● TASK OBJECTIVE
Put everything in the listing below, from the line containing "Scouting task: drop one point on every instance of the muddy" down to the line containing "[(138, 469)]", into a JSON list of strings, with one string per line and both of those lines included. Skip blank lines and leave the picture out of your answer.

* Start ENTRIES SHOWN *

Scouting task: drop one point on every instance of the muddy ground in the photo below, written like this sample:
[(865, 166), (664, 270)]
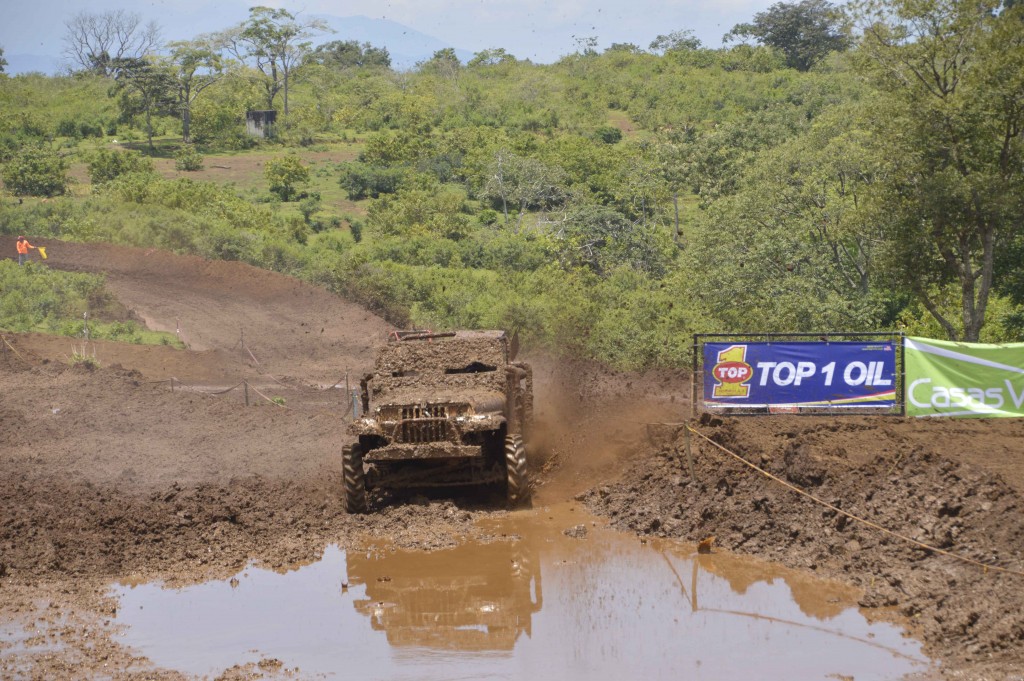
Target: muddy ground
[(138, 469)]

* End ENTRIES SHOWN *
* Start ENTRIES SHOWN *

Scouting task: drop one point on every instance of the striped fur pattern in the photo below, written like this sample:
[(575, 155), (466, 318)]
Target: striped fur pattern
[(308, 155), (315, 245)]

* End ENTRIES SHOWN *

● ANSWER BELOW
[
  "Scouting task: drop one point on every instance of the muddy ground in the photo below, written like this sample:",
  "[(865, 166), (664, 270)]",
  "Target: muddy ground",
  "[(138, 469)]"
]